◆ **DÉFI 1**
Indiquez par oui ou non si chaque affirmation concorde avec le texte sur la faim ci-dessous, en citant les mots décisifs : (a) en France, deux millions de personnes reçoivent chaque année une aide alimentaire ; (b) selon la FAO, 9 millions des personnes souffrant chroniquement de la faim vivent en Europe de l'Est et dans les pays de l'ex Union Soviétique ; (c) 1700 kcal par habitant et par jour servent à l'alimentation animale.

◆ **TEXTE PROPOSÉ**
%%
Aujourd'hui, pour atteindre l'objectif du premier Sommet Mondial de l'Alimentation, il aurait fallu que le nombre de personnes souffrant de la faim diminue de 31 millions par an entre 2003 et 2015....
Un défi gigantesque, que nous n'avons, d'ores et déjà, pas relevé.
Et d'autant plus gigantesque que, dans le monde riche lui-même, où les pénuries ont disparu depuis longtemps, l'avenir s'est brouillé : tous les hommes n'ont pas les moyens de se nourrir bien, l'alimentation est devenue un facteur d'inégalités et d'injustice :
- en France, deux millions de personnes reçoivent chaque année une aide alimentaire et aux Etats-Unis, on estime que 26 millions d'Américains sont insuffisamment nourris.
- La FAO évalue à 34 millions le nombre d'individus souffrant chroniquement de la faim dans le monde développé et en transition : 25 millions d'entre eux vivent en Europe de l'Est et dans les pays de l'ex Union Soviétique, 9 millions vivent dans les pays les plus nantis.
-> Enfants qui ne fréquentent plus les cantines scolaires dans les quartiers les plus pauvres, adultes obligés de recevoir une aide alimentaire, nourriture déficitaire en fruits et légumes chez les plus démunis : c'est aussi une réalité du monde riche, l'alimentation est source d'inégalités fortes.
# Le tableau est d'autant plus sombre que nous n'en avons pas fini non plus avec le corrolaire tragique de la faim : la soif.
Nous ne devons pas l'oublier non plus, l'eau est la première cause de mortalité dans le monde, le premier frein au développement - là où elle manque, là où les corvées d'eau persistent, les jeunes filles et les femmes en sont les premières victimes.
L'humanité est-elle donc condamnée à la faim et à la soif ?
=> Je ne crois pas en l'inéluctable ; en cette inévitable - et inéquitable - dualité du monde.
=> Nous avons les moyens de rompre le cycle du dénuement. Pour cela, il nous faut le courage d'ouvrir les yeux sur le monde et - soyons claire - de briser les clichés.
I-Balayer les « lieux communs »
1- La ressource ne manque pas
Production de 4600 kcal/hab/jour mais :
- 600 gaspillés
- 1700 pour l'alimentation animale alors qu'elle est moins productive
- 2300 seulement reviennent aux hommes + 500 kcal issus des productions animales (lait et oeuf) - dont 4500 aux USA
- mais encore 800 gaspillés lors de la distribution
Première conclusion : ce n'est pas le manque de production qui affame mais le gaspillage et l'inégalité.
%%
◆ **ENTRÉES DE DONNÉES**
%%
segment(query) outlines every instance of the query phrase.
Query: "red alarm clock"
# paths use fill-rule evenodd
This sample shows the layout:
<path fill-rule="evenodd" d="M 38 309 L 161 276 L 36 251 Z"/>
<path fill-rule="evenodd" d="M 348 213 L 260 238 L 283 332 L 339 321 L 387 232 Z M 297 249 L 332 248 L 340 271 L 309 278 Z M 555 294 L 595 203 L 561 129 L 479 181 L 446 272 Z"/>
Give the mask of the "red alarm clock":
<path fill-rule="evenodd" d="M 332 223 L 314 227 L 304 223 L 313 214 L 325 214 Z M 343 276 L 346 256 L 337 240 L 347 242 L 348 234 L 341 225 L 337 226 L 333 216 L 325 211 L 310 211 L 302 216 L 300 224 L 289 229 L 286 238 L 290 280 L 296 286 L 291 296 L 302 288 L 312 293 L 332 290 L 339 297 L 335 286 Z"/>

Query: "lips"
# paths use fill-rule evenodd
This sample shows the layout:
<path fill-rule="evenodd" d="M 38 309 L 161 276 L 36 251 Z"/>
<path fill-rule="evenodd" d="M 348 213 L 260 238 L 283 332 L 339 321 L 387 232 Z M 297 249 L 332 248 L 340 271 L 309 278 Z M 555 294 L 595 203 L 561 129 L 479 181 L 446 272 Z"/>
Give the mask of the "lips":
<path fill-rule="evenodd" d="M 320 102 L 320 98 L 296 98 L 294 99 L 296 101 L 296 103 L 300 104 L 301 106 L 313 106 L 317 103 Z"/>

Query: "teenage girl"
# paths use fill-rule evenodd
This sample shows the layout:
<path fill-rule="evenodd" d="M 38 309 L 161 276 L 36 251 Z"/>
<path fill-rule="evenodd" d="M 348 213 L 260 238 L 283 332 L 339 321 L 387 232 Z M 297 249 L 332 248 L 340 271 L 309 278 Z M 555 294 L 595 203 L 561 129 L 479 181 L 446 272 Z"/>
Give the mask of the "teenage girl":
%%
◆ **DÉFI 2**
Recopiez mot pour mot toutes les lignes des entrées ci-dessus.

◆ **RÉSULTAT 1**
(a) Oui : « en France, deux millions de personnes reçoivent chaque année une aide alimentaire ».
(b) Non : « 25 millions d'entre eux vivent en Europe de l'Est et dans les pays de l'ex Union Soviétique ».
(c) Oui : « 1700 pour l'alimentation animale ».

◆ **RÉSULTAT 2**
segment(query) outlines every instance of the query phrase.
Query: "red alarm clock"
# paths use fill-rule evenodd
This sample shows the layout:
<path fill-rule="evenodd" d="M 38 309 L 161 276 L 36 251 Z"/>
<path fill-rule="evenodd" d="M 348 213 L 260 238 L 283 332 L 339 321 L 387 232 Z M 297 249 L 332 248 L 340 271 L 309 278 Z M 555 294 L 595 203 L 561 129 L 479 181 L 446 272 Z"/>
Give the mask of the "red alarm clock":
<path fill-rule="evenodd" d="M 332 223 L 314 227 L 304 223 L 313 214 L 325 214 Z M 343 276 L 346 256 L 337 240 L 347 242 L 348 234 L 341 225 L 337 226 L 333 216 L 325 211 L 310 211 L 302 216 L 300 224 L 289 229 L 286 238 L 290 280 L 296 286 L 291 296 L 302 288 L 312 293 L 332 290 L 339 297 L 335 286 Z"/>

Query: "lips"
# paths use fill-rule evenodd
This sample shows the layout:
<path fill-rule="evenodd" d="M 38 309 L 161 276 L 36 251 Z"/>
<path fill-rule="evenodd" d="M 348 213 L 260 238 L 283 332 L 339 321 L 387 232 Z M 297 249 L 332 248 L 340 271 L 309 278 Z M 555 294 L 595 203 L 561 129 L 479 181 L 446 272 Z"/>
Give the mask of the "lips":
<path fill-rule="evenodd" d="M 320 102 L 320 98 L 296 98 L 294 99 L 296 101 L 296 103 L 300 104 L 301 106 L 313 106 L 317 103 Z"/>

Query: "teenage girl"
# paths use fill-rule evenodd
This sample shows the layout:
<path fill-rule="evenodd" d="M 38 309 L 161 276 L 36 251 Z"/>
<path fill-rule="evenodd" d="M 348 213 L 260 238 L 283 332 L 339 321 L 387 232 Z M 297 249 L 332 248 L 340 271 L 309 278 Z M 555 294 L 595 203 L 561 129 L 479 181 L 446 272 Z"/>
Give the mask of the "teenage girl":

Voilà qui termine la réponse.